··· Page extract ···
Fourth, they should place the campaigns for the two Georgia Senate seats under the leadership of Stacey Abrams, founder of the New Georgia Voter Registration Project and Chair of Fair Fight Action; Lauren Groh-Wargo, CEO of Fair Fight Action; Latosha Brown, co-founder of the Black Voters Matter Fund; and other get-out-the-vote (GOTV) activists.

These campaigns must not be masterminded from Washington, D.C. Without Abrams’s long-term political organizing efforts, Georgia would not have turned blue, nor would Democrats have a shot at picking up the two U.S. Senate seats that would give Biden the political clout to implement his agenda. As of now, the Republicans have him stymied.

Fifth, as MSNBC analyst and Morgan State University professor, Dr. Jason Johnson, has noted, even though Trump is being removed from office, Trumpism is not dead yet. Biden’s past friendship with Mitch McConnell is irrelevant because McConnell is only interested in maintaining his power. He plans to use the same playbook he used with Barack Obama: obstruct Biden at every turn and limit him to one-term.

Biden needs to realize that like Hendrik Verwoerd, the architect of apartheid in South Africa, the Republican leadership is fearful of the changing demographics and committed to keeping America’s minority groups, who will make up a collective American majority by 2040, in their place - ill housed, ill fed, redistricted out of political power, and consigned to a permanent American underclass as defined in Isabel Wilkerson’s recent bestseller, Caste: The Origins of Our Discontents.
··· Record excerpts ···
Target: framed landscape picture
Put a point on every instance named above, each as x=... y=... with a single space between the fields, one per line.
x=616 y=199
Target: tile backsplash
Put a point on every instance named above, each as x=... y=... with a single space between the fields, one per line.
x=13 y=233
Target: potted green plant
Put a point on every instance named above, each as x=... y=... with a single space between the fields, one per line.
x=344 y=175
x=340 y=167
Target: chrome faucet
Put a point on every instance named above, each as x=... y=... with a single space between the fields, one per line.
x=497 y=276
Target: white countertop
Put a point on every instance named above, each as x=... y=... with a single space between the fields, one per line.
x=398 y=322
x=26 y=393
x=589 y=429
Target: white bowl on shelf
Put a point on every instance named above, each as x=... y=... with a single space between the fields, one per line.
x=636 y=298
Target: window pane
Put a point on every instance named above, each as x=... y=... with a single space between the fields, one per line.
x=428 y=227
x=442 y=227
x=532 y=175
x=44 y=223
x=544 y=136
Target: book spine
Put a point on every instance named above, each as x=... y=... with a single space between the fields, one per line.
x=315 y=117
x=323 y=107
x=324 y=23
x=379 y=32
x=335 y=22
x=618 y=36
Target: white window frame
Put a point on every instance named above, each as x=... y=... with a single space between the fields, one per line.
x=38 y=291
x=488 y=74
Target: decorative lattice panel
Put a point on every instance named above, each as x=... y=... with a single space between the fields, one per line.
···
··· Record excerpts ···
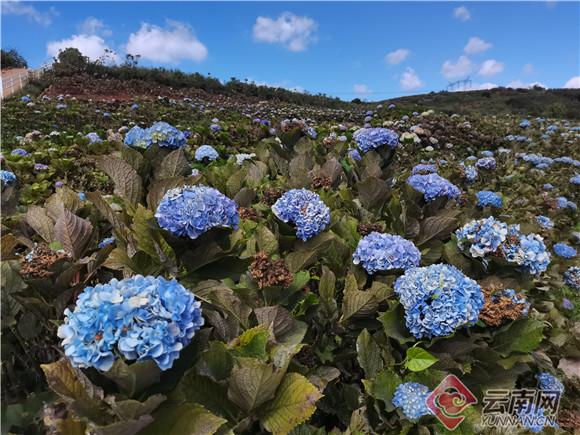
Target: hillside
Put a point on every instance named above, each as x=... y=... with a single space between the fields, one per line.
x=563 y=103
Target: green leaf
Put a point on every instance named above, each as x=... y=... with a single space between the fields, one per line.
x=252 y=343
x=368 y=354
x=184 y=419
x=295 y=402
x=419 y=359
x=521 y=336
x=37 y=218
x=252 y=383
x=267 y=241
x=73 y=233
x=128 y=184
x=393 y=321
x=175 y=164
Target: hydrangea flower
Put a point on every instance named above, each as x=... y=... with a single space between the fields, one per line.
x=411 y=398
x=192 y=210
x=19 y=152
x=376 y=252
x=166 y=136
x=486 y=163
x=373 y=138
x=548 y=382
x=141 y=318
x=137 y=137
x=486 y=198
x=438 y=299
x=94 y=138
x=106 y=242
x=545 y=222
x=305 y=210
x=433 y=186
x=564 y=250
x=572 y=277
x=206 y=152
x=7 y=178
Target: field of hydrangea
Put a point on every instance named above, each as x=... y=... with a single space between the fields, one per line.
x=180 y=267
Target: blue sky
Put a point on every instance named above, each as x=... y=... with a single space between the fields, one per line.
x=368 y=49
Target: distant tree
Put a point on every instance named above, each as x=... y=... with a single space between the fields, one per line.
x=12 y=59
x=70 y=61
···
··· Record excerpts ···
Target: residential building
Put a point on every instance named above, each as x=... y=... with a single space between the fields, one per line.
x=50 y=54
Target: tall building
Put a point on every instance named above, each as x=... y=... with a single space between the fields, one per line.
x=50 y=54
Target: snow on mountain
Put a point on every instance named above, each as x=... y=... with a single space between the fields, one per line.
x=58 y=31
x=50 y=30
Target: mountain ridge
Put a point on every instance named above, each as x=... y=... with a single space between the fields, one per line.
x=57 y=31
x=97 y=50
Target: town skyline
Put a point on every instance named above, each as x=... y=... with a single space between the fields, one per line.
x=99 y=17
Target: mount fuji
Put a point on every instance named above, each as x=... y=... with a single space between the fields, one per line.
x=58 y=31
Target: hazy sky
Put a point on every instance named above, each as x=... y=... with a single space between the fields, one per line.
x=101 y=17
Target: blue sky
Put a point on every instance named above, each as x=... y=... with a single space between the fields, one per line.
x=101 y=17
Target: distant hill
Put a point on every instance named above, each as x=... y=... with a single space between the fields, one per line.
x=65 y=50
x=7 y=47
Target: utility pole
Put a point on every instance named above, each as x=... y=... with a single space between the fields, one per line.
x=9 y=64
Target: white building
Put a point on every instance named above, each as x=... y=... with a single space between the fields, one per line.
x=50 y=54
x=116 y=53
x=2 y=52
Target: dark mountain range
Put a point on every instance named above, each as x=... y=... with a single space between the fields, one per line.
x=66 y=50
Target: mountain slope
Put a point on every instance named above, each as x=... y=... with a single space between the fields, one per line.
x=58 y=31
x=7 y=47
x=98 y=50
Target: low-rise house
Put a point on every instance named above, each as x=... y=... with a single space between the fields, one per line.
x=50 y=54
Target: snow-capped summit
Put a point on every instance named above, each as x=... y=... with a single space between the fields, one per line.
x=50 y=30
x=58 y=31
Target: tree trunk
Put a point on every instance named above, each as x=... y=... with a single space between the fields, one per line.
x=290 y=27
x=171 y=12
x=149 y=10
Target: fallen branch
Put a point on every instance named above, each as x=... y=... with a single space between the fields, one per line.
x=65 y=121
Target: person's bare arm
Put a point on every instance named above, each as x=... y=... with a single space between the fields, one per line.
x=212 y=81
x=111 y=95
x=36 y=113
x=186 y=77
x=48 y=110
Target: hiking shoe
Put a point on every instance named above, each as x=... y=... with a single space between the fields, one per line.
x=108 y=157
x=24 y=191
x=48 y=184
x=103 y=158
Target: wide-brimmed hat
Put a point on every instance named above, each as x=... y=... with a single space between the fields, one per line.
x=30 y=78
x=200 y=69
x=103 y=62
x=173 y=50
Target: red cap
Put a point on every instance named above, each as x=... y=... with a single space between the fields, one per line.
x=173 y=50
···
_Exercise task A_
Retype the passage from the Georgia Senate commentary above, starting with "Fifth, as MSNBC" and going on through "of Our Discontents.".
_Exercise task B_
Translate this sentence from the Georgia Senate commentary into Spanish: "These campaigns must not be masterminded from Washington, D.C."

_Exercise solution A_
Fifth, as MSNBC analyst and Morgan State University professor, Dr. Jason Johnson, has noted, even though Trump is being removed from office, Trumpism is not dead yet. Biden’s past friendship with Mitch McConnell is irrelevant because McConnell is only interested in maintaining his power. He plans to use the same playbook he used with Barack Obama: obstruct Biden at every turn and limit him to one-term.

Biden needs to realize that like Hendrik Verwoerd, the architect of apartheid in South Africa, the Republican leadership is fearful of the changing demographics and committed to keeping America’s minority groups, who will make up a collective American majority by 2040, in their place - ill housed, ill fed, redistricted out of political power, and consigned to a permanent American underclass as defined in Isabel Wilkerson’s recent bestseller, Caste: The Origins of Our Discontents.

_Exercise solution B_
Estas campañas no deben orquestarse desde Washington, D.C.